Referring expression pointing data
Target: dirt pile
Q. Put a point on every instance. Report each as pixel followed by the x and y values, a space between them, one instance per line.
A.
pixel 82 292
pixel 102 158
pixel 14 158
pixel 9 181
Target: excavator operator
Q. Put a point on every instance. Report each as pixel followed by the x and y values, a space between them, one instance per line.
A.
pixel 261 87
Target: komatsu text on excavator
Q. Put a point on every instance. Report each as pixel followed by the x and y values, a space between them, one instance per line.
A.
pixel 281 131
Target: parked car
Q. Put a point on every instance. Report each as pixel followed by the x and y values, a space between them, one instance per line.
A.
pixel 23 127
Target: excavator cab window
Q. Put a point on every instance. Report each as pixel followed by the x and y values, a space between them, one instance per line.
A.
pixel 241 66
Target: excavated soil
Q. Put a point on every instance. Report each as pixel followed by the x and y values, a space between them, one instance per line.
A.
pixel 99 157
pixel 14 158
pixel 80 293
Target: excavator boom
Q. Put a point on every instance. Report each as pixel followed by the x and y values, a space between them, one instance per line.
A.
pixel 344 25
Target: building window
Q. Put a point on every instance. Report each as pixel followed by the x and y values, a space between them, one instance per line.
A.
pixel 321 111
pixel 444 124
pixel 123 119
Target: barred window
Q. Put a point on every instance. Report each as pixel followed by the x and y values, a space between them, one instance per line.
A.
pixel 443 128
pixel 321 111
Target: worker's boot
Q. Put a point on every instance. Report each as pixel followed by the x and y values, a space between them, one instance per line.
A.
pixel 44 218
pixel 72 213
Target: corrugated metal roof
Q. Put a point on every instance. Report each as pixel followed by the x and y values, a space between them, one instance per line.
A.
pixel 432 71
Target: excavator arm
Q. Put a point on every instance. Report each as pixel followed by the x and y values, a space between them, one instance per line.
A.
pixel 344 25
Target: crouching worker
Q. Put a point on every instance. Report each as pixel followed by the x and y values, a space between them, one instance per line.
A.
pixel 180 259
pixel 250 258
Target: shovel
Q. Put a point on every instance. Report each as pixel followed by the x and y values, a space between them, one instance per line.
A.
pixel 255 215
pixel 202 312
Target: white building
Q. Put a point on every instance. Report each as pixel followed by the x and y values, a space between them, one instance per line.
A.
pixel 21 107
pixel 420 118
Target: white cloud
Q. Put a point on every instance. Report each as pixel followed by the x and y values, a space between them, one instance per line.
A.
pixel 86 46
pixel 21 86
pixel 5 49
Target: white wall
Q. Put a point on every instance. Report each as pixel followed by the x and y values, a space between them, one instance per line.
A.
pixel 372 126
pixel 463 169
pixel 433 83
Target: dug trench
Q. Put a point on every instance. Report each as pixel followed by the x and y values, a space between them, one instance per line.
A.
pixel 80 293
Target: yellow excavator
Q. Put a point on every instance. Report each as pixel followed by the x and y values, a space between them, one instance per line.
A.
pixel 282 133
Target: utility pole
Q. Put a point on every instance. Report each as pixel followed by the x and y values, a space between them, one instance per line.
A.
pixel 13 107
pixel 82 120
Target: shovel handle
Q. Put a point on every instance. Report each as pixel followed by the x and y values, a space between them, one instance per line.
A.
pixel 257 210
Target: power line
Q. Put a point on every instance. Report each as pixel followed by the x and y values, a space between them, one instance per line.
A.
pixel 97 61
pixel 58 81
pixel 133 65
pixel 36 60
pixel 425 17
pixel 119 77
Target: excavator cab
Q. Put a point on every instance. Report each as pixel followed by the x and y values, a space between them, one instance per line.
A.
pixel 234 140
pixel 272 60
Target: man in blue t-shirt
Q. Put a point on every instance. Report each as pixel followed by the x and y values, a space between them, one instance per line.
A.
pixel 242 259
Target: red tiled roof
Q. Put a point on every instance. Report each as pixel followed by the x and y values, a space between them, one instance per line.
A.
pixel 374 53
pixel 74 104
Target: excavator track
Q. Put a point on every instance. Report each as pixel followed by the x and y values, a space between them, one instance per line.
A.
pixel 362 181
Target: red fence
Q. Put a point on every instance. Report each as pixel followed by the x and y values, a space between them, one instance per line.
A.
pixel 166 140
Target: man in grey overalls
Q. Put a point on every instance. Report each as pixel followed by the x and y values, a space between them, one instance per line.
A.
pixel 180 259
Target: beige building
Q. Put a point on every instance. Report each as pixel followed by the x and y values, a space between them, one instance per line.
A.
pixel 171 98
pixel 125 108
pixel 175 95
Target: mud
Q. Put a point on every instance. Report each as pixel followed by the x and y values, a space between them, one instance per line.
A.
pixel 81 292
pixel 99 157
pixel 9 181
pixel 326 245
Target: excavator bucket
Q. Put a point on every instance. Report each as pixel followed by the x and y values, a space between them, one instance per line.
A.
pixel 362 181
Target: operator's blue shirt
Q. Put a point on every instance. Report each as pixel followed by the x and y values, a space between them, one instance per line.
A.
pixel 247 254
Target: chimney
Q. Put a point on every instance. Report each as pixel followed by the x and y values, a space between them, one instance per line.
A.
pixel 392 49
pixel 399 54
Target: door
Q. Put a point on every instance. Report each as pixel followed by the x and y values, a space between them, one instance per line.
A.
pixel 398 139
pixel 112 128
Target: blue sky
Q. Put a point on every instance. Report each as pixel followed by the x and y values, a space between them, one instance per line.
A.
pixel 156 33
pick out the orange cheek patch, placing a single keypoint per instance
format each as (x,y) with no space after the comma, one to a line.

What you need to do - Quote the records above exactly, from the first line through the line containing "Target: excavator operator", and nothing more.

Solution to the problem -
Target: dirt pile
Q. Put a point on every instance. Report each as pixel followed by the x and y values, a space between them, one instance per line.
A.
pixel 82 292
pixel 102 158
pixel 14 158
pixel 9 181
Target: excavator operator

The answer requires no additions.